Косьбы и судьбы - страница 22
…Опыт времен для нас не существует. Века и поколения протекли для нас бесплодно. Глядя на нас, можно сказать, что по отношению к нам всеобщий закон человечества сведен на нет».>28
Как известно, за эти и другие обидные слова Пётр Чаадаев высочайшим монаршим повелением был объявлен сумасшедшим под домашний арест. Но те, кто в юности имел силу духа их выслушать, составили в скором будущем славу российской науки. Беда только в том, что «наукам», как специальному знанию можно выучиться, тем более за границей, а затем патриотически развивать их на родине; философия – не то. Никакая сколь угодно развитая философская мысль не станет достоянием общества, пока оно не будет способно впитать её.
И философы не уполномочены баловать общество, так сказать, между прочим, руководящим мнением на перспективу. Речь идёт не о задании на «специальность», а на способность понять и ответить на сущностный запрос народа: «Кто мы?», «Где мы?»…. Конечно, философы появляются… и исчезают, известные друг лишь другу. Очевидно, что «процесс идёт» обидно медленно не без причины.
Неужели никогда не повторится «эпоха Белинского», когда всё русское общество…. Кстати, а что же это за «общество»?
По воспоминанию одного из студенческих знакомых Толстого, Н. Н. Булича: «Главнейшим органом тогдашней литературы да можно сказать и умственного движения были «Отечественные записки» с того времени, как отдел критики поступил в распоряжение Белинского. С нетерпением ожидалась каждая новая книжка журнала, и тогдашний студент… с страстным молодым трепетом погружался в чтение новой, статьи критика, казавшейся откровением. Горячие слова наполняли душу честными стремлениями, звали к честной деятельности».>29
Другой бывший студент Казанского университета, Пекарский: «…целые страницы разборов многим известны были почти наизусть. Однако студенты не знали автора и в провинциальной наивности уверены были, что нравившиеся им критические статьи писаны самим редактором «Отечественных записок». Мейер вывел из заблуждения студентов, рассказав с большим увлечением, что за человек был Белинский, автор неподписанных критик, и какое значение имеет он для нашей литературы. Заметить надобно, что в 40-х годах в провинции все люди средних лет и известные своей солидностью, все, кто был с весом по своей должности или по владеемым ими душам, находили статьи Белинского или головоломными или еретическими…».>30
Неудивительно поэтому, что Белинский незадолго до смерти, в открытом «Письме к Гоголю», представляет общественную среду, как «…ужасное зрелище… страны, где нет не только никаких гарантий для личности, чести и собственности, но нет даже и полицейского порядка, а есть только огромные корпорации разных служебных воров и грабителей».

- - -

#### ЗАДАНИЕ
Пожалуйста, повторите часть текстового блока, начиная со слов «И философы не» и заканчивая словами «не без причины.». Замените в ней «философы» на «мыслители».

#### ФРАГМЕНТ ДАННЫХ
- - -

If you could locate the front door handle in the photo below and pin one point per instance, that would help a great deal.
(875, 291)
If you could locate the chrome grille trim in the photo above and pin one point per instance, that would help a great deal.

- - -

#### ОТВЕТ
И мыслители не уполномочены баловать общество, так сказать, между прочим, руководящим мнением на перспективу. Речь идёт не о задании на «специальность», а на способность понять и ответить на сущностный запрос народа: «Кто мы?», «Где мы?»…. Конечно, мыслители появляются… и исчезают, известные друг лишь другу. Очевидно, что «процесс идёт» обидно медленно не без причины.